◆ DESCRIPTION OF THE TASK ◆
Return, without any change, the lines of the records below from the line containing "Indicate one point per instance of the air" through the end of the records.

Position identification records
::::::::

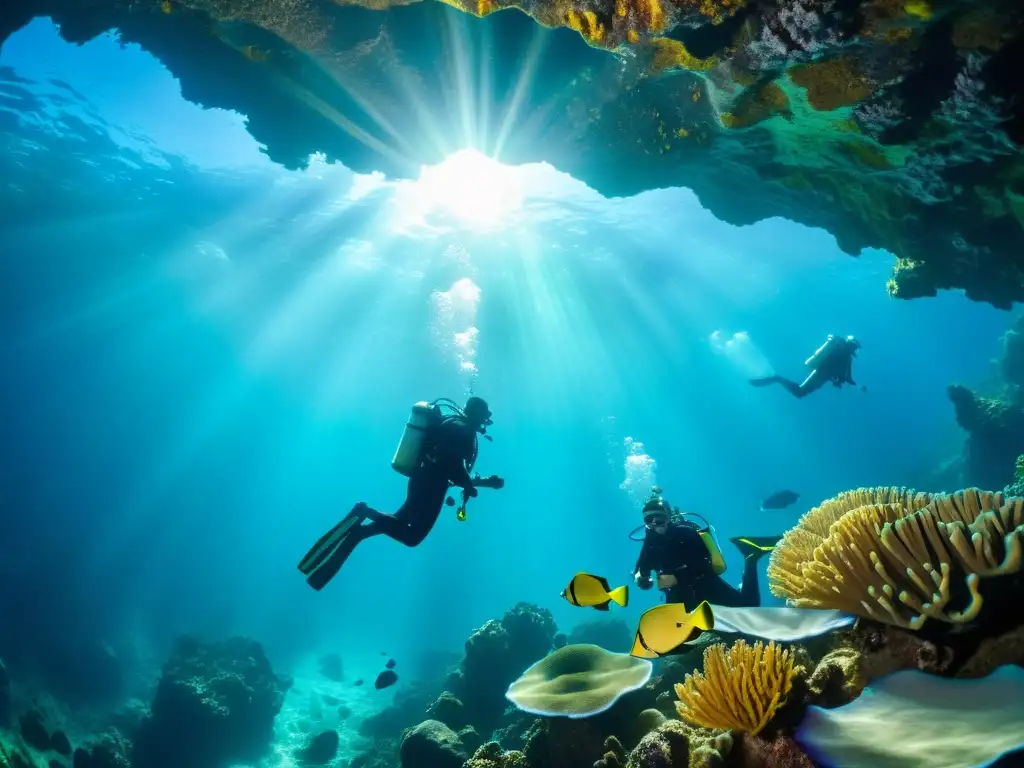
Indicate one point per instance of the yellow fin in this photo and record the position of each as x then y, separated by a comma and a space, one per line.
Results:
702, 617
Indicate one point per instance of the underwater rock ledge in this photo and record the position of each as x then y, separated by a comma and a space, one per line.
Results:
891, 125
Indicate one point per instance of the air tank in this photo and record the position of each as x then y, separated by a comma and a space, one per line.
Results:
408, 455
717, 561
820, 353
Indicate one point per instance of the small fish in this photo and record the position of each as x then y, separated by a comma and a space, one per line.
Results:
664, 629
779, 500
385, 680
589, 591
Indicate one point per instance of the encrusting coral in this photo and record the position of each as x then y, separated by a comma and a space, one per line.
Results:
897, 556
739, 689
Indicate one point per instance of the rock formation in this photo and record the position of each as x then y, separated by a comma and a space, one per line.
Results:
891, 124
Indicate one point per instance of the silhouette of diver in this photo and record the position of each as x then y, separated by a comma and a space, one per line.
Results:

::::::::

◆ WRITTEN ANSWER ◆
Indicate one point per instance of the air tank in this photo and record the position of each as x then y, separated by a comma and a space, one per line.
Results:
408, 455
717, 561
820, 353
Indicate one point per instance of the small fish in this photo and record the position of each as x then y, separated by a comma and a space, one per line.
Results:
664, 629
779, 500
385, 680
589, 591
Indicate one point per instance of the encrusting coral in this photo and record the position of each as x then y, separated by a comma and a space, one per line.
Results:
897, 556
739, 689
Indicate one point per instance of the rock formation in this photo and record the position of each as x then y, separated by a comma and a space, one per line.
Results:
891, 124
Indicate one point per instance of the silhouette of diver in this photo and record the position of each as x then y, separated by a comma and a space, one per line.
Results:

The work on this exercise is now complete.